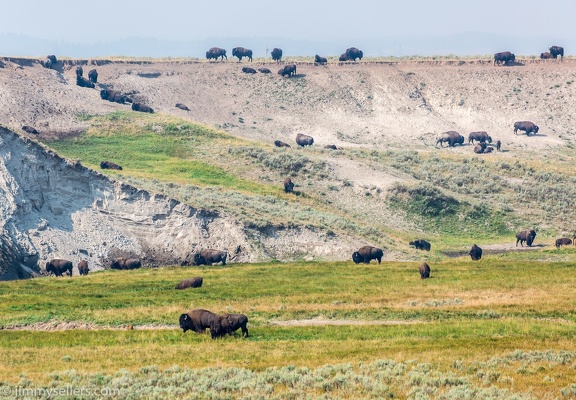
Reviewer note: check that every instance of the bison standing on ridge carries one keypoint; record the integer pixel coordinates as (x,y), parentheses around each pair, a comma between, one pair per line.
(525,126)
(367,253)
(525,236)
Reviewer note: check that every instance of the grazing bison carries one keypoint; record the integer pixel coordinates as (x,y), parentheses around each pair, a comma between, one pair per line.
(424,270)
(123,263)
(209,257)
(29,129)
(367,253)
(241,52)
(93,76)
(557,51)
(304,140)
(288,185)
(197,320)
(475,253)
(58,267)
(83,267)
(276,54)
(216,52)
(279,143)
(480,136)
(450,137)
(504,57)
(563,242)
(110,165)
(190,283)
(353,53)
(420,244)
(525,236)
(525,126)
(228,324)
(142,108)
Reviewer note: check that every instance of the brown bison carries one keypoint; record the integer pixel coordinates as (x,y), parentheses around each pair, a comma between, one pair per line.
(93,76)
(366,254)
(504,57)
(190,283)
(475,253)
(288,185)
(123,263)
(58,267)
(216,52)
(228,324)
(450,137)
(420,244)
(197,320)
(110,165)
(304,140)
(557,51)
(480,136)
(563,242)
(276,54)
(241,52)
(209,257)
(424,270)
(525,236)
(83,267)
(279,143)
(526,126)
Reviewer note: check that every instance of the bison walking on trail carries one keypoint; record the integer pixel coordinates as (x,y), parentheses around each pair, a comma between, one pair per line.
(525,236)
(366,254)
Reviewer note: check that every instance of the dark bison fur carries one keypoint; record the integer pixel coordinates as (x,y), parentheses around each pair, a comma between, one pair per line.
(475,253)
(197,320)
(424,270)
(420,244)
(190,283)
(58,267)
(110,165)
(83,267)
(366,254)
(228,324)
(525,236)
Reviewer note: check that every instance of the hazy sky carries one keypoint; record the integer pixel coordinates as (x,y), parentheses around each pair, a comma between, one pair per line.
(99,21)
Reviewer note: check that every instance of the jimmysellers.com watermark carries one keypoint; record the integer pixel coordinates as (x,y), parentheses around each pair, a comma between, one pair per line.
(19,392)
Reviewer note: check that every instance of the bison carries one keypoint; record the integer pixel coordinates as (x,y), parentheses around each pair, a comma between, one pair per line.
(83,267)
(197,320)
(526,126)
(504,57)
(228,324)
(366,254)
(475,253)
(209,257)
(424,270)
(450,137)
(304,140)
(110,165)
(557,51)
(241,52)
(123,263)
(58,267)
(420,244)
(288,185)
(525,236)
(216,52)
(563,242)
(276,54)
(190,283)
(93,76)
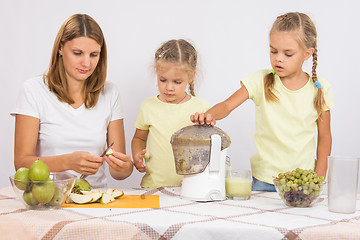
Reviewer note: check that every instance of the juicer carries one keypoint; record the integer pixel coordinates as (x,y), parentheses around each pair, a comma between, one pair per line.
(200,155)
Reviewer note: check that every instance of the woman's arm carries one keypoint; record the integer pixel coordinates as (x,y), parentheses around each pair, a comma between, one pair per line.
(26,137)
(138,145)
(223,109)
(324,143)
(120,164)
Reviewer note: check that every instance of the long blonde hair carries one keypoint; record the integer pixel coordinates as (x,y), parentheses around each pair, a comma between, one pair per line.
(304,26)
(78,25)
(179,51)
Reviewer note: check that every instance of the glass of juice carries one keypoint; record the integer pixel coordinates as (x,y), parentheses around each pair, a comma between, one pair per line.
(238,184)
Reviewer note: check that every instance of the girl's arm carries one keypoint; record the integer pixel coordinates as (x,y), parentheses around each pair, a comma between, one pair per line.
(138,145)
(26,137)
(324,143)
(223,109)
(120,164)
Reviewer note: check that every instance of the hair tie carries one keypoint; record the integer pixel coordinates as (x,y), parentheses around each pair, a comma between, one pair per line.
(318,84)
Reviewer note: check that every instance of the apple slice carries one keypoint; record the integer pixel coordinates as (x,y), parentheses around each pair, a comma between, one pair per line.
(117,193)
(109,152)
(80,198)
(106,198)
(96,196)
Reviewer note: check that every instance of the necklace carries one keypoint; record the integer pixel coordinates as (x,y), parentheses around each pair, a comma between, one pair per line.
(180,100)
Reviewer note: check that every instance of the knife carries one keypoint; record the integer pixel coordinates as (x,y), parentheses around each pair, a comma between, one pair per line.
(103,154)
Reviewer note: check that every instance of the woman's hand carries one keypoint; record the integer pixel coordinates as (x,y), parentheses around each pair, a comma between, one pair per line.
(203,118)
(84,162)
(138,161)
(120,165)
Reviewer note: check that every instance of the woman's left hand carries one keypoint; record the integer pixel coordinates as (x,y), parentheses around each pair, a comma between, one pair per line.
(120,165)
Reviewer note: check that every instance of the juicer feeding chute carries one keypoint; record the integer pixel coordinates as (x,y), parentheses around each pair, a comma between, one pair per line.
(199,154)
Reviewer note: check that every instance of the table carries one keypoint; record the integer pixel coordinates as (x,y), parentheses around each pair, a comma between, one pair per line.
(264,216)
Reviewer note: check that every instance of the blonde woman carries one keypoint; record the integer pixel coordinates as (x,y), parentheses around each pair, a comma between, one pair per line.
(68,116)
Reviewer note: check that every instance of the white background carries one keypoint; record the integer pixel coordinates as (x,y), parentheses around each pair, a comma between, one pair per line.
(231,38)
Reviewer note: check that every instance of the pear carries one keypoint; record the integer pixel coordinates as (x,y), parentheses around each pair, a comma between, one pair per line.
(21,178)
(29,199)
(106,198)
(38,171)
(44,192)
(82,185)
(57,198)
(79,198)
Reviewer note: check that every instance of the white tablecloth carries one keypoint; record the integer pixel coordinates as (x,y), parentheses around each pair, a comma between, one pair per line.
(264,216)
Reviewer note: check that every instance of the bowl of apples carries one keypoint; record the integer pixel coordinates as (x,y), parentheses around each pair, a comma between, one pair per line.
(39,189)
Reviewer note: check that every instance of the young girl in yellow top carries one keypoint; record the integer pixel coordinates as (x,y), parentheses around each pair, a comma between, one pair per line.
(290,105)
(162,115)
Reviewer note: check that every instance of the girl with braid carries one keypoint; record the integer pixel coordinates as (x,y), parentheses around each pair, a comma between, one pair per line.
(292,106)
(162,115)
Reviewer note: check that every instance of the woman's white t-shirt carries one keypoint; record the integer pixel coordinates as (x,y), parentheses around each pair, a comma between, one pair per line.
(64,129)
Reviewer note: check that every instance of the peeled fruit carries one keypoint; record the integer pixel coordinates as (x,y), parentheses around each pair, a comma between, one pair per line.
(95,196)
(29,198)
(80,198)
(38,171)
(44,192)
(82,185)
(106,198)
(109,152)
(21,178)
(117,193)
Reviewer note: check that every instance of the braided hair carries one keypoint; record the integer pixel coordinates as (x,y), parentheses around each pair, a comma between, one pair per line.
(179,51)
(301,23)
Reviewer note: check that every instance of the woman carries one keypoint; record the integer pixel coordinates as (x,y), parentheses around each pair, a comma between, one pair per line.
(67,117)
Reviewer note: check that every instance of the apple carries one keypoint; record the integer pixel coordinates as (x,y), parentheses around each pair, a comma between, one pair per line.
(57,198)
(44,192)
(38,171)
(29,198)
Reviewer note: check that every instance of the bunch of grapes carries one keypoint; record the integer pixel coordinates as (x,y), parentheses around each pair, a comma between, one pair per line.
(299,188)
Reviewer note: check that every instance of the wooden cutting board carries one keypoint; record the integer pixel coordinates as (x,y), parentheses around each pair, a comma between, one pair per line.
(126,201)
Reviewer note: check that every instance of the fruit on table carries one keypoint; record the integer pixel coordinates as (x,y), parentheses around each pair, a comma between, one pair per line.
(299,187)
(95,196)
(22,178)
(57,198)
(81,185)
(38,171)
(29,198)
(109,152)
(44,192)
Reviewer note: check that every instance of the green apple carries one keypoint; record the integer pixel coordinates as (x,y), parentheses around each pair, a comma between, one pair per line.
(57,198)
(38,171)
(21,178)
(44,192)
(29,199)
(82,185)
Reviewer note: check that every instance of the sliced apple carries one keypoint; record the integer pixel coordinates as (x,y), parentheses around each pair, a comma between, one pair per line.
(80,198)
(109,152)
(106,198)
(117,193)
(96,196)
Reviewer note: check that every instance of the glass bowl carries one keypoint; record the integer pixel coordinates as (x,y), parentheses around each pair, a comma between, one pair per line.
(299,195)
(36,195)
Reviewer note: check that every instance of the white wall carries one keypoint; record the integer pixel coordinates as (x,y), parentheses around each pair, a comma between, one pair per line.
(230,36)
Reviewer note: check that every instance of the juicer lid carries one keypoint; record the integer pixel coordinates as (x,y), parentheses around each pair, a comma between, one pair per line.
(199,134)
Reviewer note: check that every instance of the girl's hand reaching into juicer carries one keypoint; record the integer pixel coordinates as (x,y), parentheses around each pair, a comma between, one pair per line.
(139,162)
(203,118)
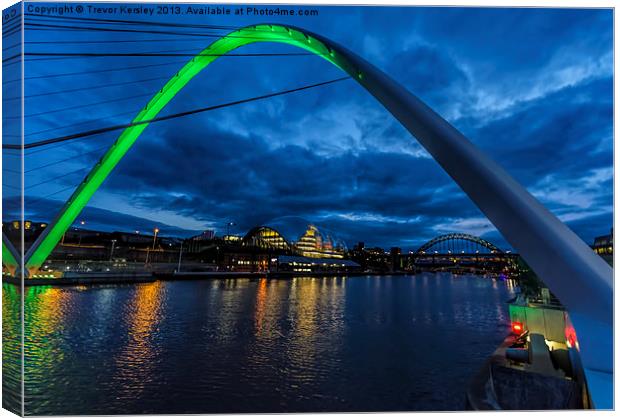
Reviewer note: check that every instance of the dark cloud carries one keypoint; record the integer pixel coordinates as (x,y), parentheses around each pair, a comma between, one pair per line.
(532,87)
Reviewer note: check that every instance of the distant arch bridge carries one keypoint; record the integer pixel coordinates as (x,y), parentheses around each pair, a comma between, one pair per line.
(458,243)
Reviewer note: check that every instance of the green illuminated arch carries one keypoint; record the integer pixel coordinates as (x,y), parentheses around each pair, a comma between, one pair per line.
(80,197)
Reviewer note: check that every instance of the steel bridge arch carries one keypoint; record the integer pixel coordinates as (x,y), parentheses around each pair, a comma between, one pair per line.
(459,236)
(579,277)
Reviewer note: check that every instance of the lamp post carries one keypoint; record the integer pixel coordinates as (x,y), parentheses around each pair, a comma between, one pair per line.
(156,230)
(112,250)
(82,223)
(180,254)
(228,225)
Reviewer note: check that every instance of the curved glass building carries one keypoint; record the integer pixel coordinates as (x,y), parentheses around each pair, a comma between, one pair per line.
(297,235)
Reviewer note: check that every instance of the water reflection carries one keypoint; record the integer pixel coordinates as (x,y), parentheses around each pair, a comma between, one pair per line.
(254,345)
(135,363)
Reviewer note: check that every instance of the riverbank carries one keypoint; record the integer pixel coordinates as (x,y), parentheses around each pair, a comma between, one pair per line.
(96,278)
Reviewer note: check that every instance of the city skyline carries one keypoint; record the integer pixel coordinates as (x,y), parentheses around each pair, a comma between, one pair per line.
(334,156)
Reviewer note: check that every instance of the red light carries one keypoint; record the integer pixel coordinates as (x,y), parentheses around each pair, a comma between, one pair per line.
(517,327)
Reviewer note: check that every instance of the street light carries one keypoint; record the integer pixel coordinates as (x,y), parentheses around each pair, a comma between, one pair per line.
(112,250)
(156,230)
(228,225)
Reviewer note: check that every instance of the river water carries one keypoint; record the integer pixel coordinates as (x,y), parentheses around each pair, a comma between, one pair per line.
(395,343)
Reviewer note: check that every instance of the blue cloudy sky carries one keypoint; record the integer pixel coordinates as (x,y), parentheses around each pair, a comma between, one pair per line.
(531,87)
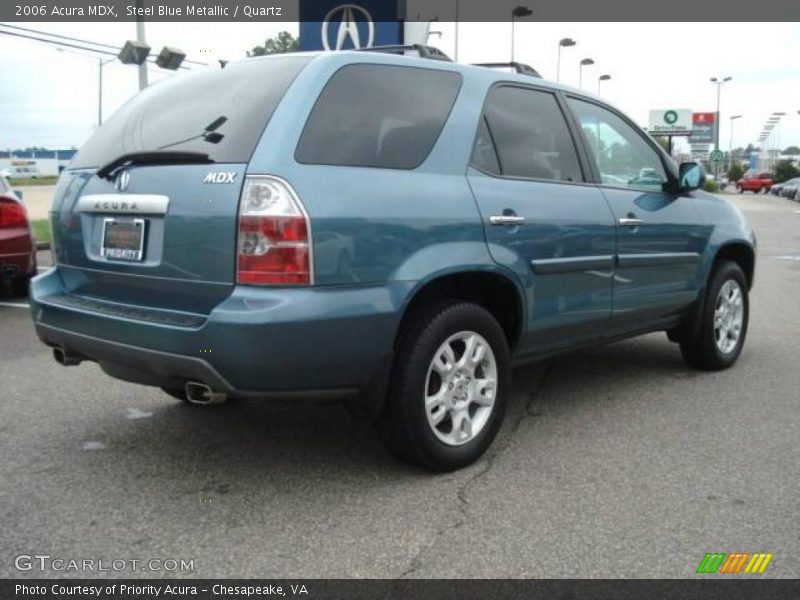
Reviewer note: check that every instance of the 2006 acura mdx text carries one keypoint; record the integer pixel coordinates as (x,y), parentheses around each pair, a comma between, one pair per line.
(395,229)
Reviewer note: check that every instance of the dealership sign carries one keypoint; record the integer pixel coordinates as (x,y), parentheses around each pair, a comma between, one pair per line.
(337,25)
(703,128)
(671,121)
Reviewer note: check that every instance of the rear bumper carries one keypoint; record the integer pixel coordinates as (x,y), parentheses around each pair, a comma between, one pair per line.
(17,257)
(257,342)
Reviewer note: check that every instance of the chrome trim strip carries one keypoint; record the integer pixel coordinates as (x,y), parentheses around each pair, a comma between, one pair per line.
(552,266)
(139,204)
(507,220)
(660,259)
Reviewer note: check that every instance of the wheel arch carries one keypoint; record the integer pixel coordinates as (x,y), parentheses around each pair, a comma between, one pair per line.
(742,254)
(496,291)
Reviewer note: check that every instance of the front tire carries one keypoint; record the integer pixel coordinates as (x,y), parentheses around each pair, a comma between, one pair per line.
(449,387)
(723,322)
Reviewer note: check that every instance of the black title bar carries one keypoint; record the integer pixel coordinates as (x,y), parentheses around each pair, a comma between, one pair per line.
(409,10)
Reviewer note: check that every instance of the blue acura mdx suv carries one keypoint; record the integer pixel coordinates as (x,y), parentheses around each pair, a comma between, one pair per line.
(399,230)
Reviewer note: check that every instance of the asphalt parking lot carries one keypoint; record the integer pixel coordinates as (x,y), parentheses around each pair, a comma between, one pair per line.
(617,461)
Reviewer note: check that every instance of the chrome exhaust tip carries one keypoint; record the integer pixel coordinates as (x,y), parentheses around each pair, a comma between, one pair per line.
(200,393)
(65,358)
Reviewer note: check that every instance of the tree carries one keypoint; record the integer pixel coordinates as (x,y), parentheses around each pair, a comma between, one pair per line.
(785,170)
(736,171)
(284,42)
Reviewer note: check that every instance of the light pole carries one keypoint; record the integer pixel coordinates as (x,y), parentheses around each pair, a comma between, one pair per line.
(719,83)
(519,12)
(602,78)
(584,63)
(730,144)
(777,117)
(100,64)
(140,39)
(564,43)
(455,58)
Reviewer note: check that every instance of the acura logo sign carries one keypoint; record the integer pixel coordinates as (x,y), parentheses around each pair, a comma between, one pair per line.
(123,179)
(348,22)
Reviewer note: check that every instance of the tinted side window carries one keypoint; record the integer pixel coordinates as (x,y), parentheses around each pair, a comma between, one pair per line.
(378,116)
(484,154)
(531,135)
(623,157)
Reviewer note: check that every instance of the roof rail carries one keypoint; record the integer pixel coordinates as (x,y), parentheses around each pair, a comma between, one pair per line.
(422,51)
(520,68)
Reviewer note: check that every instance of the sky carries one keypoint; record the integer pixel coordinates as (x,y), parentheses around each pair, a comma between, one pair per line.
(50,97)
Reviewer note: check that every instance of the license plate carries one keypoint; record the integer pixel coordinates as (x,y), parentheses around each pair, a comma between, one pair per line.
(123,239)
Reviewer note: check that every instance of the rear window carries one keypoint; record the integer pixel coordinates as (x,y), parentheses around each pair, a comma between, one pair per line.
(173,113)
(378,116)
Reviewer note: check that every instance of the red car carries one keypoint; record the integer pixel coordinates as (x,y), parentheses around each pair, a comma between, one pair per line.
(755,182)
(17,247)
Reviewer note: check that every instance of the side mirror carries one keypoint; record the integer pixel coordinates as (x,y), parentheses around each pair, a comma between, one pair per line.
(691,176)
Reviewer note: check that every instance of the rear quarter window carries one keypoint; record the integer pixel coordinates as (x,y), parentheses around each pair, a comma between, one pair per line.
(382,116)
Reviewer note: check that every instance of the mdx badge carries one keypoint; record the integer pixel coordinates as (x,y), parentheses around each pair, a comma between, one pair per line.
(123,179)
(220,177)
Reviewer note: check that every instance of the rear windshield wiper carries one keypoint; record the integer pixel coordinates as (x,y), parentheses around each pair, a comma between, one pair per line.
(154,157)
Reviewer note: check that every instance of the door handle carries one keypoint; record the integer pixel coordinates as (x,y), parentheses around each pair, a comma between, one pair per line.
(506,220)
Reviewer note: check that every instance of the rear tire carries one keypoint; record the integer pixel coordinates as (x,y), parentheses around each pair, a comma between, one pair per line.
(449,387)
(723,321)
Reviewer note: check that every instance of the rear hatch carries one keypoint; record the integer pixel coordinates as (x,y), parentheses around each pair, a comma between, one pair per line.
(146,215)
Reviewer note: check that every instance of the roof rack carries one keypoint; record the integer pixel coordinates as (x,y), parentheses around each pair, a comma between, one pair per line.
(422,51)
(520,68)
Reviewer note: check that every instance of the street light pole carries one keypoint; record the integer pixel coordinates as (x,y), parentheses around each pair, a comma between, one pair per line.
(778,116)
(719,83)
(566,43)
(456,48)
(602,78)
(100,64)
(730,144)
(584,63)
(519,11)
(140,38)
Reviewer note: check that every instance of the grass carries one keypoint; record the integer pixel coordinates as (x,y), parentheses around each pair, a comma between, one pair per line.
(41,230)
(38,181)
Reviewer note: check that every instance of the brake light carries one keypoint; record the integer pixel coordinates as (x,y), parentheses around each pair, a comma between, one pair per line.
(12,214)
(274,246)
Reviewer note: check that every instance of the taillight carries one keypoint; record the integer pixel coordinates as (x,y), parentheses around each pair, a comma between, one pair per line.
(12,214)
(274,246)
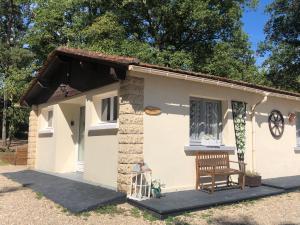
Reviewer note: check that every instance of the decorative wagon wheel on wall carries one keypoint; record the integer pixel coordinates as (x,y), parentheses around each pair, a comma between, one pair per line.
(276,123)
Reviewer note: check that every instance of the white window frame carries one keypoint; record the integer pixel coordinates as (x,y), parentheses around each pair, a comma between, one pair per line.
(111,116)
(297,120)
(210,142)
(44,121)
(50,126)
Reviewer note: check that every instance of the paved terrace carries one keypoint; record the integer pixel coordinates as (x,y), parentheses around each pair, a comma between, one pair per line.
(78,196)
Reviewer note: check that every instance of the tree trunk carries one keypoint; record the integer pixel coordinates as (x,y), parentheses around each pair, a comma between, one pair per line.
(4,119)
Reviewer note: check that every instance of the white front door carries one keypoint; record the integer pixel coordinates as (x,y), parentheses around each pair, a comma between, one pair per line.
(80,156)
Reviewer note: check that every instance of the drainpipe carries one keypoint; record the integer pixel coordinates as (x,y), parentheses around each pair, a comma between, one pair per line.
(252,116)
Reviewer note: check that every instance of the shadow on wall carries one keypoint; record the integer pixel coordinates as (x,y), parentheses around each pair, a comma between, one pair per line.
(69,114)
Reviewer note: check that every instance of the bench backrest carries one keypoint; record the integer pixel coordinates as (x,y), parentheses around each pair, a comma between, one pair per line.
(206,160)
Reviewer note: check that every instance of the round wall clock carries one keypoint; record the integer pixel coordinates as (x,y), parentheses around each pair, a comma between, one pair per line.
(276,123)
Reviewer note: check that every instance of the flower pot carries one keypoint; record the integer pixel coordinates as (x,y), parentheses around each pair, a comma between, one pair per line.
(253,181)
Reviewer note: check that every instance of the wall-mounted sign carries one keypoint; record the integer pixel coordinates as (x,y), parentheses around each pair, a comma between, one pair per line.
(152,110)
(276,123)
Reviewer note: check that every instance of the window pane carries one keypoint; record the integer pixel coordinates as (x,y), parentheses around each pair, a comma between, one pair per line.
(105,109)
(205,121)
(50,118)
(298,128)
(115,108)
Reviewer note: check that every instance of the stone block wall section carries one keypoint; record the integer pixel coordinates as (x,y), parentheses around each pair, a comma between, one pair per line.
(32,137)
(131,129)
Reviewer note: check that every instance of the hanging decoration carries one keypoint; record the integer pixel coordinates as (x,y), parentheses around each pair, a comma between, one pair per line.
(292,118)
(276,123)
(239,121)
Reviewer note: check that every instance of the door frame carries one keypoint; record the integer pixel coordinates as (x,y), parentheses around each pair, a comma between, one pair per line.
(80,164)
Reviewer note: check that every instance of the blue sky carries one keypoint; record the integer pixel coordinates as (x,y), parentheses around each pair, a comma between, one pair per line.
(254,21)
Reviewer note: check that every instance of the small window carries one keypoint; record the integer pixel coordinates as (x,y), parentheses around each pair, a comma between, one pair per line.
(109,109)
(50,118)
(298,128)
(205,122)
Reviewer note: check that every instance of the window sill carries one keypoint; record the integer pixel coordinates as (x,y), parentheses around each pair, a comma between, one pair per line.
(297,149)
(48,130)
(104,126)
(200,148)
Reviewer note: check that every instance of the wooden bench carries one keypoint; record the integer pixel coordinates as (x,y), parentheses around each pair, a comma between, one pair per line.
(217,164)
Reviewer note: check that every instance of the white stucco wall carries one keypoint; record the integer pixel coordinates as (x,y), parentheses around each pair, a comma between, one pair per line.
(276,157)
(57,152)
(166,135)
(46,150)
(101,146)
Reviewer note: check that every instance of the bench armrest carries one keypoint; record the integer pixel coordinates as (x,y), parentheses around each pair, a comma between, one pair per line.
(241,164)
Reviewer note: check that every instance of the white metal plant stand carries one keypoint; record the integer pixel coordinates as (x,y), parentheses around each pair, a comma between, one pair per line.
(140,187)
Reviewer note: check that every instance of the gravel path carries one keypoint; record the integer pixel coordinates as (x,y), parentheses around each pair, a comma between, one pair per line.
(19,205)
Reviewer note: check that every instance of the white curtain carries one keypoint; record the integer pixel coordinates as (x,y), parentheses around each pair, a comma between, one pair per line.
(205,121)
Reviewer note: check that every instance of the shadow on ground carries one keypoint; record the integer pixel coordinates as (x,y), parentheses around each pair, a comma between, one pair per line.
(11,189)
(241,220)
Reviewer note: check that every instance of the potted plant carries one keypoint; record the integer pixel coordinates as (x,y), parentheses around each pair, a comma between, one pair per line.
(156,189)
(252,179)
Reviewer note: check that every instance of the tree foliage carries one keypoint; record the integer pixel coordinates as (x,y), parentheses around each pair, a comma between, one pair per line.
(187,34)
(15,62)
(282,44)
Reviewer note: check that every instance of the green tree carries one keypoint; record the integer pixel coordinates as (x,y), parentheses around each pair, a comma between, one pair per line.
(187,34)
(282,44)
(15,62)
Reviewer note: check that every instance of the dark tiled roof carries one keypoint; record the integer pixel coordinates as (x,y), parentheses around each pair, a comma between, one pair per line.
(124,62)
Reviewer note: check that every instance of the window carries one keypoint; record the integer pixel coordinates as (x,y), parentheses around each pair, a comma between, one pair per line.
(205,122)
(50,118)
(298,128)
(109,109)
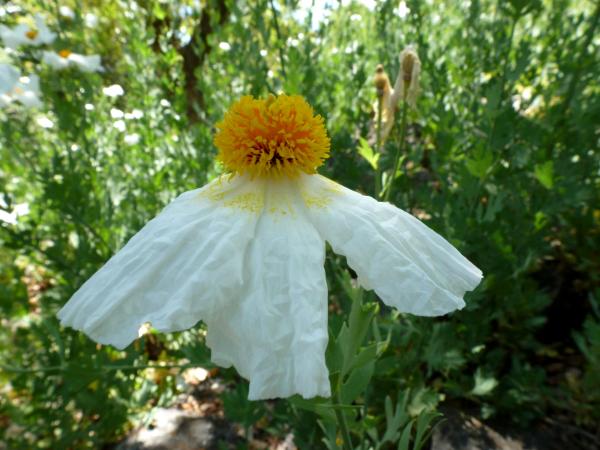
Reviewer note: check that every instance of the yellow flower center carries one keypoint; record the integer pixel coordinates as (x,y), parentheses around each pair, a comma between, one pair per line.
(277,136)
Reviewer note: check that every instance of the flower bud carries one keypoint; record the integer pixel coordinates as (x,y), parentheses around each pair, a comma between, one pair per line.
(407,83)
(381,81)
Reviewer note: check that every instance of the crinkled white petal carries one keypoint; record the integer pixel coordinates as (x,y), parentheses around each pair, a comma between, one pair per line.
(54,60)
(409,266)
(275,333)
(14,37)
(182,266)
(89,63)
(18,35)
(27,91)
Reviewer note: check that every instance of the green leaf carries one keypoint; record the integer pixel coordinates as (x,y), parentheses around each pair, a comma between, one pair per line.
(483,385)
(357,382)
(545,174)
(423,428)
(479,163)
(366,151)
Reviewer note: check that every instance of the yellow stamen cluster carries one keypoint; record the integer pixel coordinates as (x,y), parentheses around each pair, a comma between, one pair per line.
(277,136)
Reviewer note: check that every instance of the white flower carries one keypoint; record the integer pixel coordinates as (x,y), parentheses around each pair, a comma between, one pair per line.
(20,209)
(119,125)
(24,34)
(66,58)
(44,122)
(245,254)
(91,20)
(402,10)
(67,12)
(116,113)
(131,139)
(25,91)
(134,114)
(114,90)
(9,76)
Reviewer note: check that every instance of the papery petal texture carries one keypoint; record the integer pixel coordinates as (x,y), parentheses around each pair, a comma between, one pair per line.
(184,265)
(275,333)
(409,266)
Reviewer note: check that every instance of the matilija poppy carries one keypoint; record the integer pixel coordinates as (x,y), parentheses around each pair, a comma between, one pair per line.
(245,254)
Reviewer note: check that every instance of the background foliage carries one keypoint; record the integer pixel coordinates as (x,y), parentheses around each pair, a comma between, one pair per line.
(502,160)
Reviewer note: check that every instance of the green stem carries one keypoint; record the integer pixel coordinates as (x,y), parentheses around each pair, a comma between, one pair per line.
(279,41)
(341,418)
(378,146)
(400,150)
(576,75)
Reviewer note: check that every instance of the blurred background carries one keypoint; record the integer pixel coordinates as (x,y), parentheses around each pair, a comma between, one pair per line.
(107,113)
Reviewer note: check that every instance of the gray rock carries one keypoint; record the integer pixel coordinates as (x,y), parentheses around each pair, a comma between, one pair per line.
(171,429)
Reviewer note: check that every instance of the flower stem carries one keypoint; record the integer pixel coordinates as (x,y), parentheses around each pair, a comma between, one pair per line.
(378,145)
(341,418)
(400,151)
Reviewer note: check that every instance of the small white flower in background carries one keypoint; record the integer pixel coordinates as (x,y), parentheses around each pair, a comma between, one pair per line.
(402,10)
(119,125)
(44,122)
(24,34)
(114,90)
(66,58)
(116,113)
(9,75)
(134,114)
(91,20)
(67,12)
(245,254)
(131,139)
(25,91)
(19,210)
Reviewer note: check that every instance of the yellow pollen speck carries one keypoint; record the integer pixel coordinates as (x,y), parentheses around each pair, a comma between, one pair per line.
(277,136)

= = = =

* **Requirement**
Repeat exactly the lines from the line containing "Reviewer note: check that every instance of the background" through the last line of the records above, including both, and nothing else.

* **Exercise solution**
Reviewer note: check that every instance of the background foliage carries one keypoint; record the integer pixel coordinates as (x,y), parentheses around each pair, a comma between, one pair per line.
(502,160)
Reviewer note: check that every instance of the green stem carries one keypoint; record the integer pixel coordinates as (x,y), parentheses around each pair, a comma between, one pair per line.
(279,41)
(341,418)
(378,146)
(400,150)
(576,75)
Reviewer note: check that every instance of the blurred background carries one keypoint; record the integer pixel coordinates as (x,y), parentheses around each pair, a comma between, one pair per line.
(107,113)
Reviewer note: check that every instance of the gray rock carries one keypoint; record the integer pixel coordinates as (x,y), parentheses around each pair, a comma between, one pair per line.
(171,429)
Reviewer note: check that every instance of the flower stem carries one keypoint; record the integer pixel coordinates as (x,y), parentheses around each pair, a comma between, one pair per line.
(378,145)
(341,418)
(400,151)
Reviewer note: check that every instance of the small white flower in background carries one keypoint; record the integer pixel coordinates as (x,y), parentheses around each pair, a comma between, one pair per line.
(402,10)
(119,125)
(44,122)
(24,34)
(114,90)
(66,58)
(116,113)
(9,75)
(134,114)
(91,20)
(67,12)
(245,254)
(131,139)
(25,91)
(19,210)
Reviewer note: check that every instance of the yellow pollen speck carries one keypoint; record the integer pixel coordinates as (x,y), parentheses around each pair, a comma between, one pair per line.
(277,136)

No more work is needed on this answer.